__Exercise input__.
########
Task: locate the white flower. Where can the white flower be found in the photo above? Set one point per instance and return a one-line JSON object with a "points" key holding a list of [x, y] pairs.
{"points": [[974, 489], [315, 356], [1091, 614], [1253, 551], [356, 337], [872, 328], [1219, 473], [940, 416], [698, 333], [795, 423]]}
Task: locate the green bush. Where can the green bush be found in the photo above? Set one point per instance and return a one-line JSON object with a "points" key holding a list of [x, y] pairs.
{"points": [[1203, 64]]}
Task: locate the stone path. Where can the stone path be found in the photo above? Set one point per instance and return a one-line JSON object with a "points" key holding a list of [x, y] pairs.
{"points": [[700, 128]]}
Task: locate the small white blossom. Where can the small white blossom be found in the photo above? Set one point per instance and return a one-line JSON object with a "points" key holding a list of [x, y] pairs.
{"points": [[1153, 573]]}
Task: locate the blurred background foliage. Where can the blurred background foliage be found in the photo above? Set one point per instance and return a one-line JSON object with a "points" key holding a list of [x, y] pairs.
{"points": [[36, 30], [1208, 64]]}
########
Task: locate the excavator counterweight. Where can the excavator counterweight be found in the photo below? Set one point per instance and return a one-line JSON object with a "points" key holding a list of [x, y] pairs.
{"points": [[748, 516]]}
########
__Exercise goal__.
List every line of the records that contains the word "white", copying each one in full.

__Full output__.
Task: locate the white flower. Where can the white flower be found in the photo above? Set one point per instance and return a one-line JSON object with a "points" key holding a list of [x, y] pairs.
Task: locate the small white blossom. Where can the small white blossom be found in the photo above? Set one point per instance and return a one-line JSON object with a "points" key holding a list of [x, y] pairs.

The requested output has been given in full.